**Task set**.
A) Answer the following from the virus passage:
(i) Which plant virus was the first to be discovered?
(ii) What do RNA viruses use to replicate?
(iii) Who first reported tobacco mosaic disease, and in what year?
B) Repeat verbatim the portion of the virus passage starting at "The disease is" and ending at "dwarfing, blistering, etc.".

**Passage to read**.
________

On the basis of the host:
1. Plant viruses – These are the intracellular parasites that infect plants. These viruses multiply by infecting the plant cells and utilizing the plant cell’s genetic replication machinery. Tobacco Mosaic Virus (TMV) is the first plant virus was discovered. E.g. TMV, Cucumber mosaic virus(CMV), Yellow vein mosaic virus(YVMV), Potato virus Y.
2. Bacterial viruses – The viruses which infect the bacteria are called bacterial viruses or bacteriophages. These viruses are widely present in the soil and the intestines of animals. E.g. T4 phage, T2 phage, P1 phage, M13 bacteriophage.
3. Animal viruses – These are the viruses that infect and cause diseases in humans and other animals. It includes mammalian viruses like HIV and Covid 19 and bird viruses like Avian influenza(bird flu) and H7N7.
On the basis of genetic material:
Virus possesses DNA or RNA as genetic material in their genome. Based on this they have been classified into 2 main types –
1. DNA virus – DNA virus contains DNA as their genetic material and replicates using DNA polymerase. They are divided into double-stranded (ds) DNA viruses and single-stranded (ss) DNA viruses. E.g. Herpesvirus, smallpox virus, and adenovirus. Large DNA viruses have double-stranded DNA while small DNA viruses have circular/single/ double-stranded DNA.
2. RNA virus – It is a virus that has RNA as its genetic material. It is usually single-stranded (ss) but sometimes double-stranded(ds) also. E.g. Hepatitis C virus, TMV, CMV. RNA viruses replicate using virally encoded RNA-dependent RNA polymerase(RdRp). There are three types of RNA that must be synthesized during replication: the genome, a copy of the genome, and mRNAs.
Viral diseases of plants:
Tobacco mosaic disease –
- Causal organism – Tobacco mosaic virus or Nicotiana virus 1
- Host – Nicotiana tabacum
- Infected part – Stem and leaves. It can also spread through the phloem of plants and by direct contact with nearer infected plants.
The disease is first reported by Adolph Mayer in 1882. The virus infects tobacco and the members of the family Solanaceae and it is a single-stranded (ss) RNA virus. The virus is transmitted through sap and wounds and moves from cell to cell through plasmodesmata infecting every cell. The transmission of the virus also takes place through mechanical means and by wind and water.
- Light discolouration along the veins of young leaves takes place first.
- The mosaic symptoms along with blistering of leaves are observed due to the rapid growth of dark green tissue.
- Plants become stunted.
- Leaves become narrow, puckered, thin, and malformed.
- Leaves show chlorosis, curling, mottling, dwarfing, blistering, etc.
- Partial sterility of pollen takes place due to disease.

________

[Point-per-instance localization data]
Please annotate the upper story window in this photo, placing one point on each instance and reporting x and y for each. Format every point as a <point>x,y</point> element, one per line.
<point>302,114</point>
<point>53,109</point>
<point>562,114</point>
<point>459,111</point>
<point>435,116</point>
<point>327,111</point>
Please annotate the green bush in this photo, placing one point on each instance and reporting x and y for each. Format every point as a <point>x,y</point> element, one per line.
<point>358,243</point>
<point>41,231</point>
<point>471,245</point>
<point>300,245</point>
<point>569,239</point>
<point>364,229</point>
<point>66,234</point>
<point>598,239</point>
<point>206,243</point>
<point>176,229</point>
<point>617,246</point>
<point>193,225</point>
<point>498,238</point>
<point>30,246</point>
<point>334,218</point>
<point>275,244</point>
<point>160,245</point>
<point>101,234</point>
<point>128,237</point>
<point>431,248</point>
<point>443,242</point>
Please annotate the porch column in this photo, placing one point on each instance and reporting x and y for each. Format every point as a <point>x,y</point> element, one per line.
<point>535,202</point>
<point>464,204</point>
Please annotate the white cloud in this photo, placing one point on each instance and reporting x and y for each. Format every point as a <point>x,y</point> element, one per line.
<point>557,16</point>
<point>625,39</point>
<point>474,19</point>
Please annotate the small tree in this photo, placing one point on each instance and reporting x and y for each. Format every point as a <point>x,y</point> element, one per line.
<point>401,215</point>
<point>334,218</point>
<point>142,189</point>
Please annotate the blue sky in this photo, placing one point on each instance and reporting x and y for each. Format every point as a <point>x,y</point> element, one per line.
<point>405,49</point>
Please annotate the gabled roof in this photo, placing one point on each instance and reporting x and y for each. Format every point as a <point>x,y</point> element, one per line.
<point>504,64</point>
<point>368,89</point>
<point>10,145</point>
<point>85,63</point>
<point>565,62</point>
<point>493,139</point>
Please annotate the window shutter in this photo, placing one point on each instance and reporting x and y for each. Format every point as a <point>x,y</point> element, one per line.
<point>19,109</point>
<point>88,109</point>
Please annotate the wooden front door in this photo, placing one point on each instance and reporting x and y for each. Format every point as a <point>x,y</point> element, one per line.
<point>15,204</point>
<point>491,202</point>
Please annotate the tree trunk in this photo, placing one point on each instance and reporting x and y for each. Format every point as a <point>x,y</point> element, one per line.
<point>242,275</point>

________

**Responses in order**.
A)
(i) Tobacco Mosaic Virus (TMV)
(ii) Virally encoded RNA-dependent RNA polymerase (RdRp)
(iii) Adolph Mayer, in 1882

B)
The disease is first reported by Adolph Mayer in 1882. The virus infects tobacco and the members of the family Solanaceae and it is a single-stranded (ss) RNA virus. The virus is transmitted through sap and wounds and moves from cell to cell through plasmodesmata infecting every cell. The transmission of the virus also takes place through mechanical means and by wind and water.
- Light discolouration along the veins of young leaves takes place first.
- The mosaic symptoms along with blistering of leaves are observed due to the rapid growth of dark green tissue.
- Plants become stunted.
- Leaves become narrow, puckered, thin, and malformed.
- Leaves show chlorosis, curling, mottling, dwarfing, blistering, etc.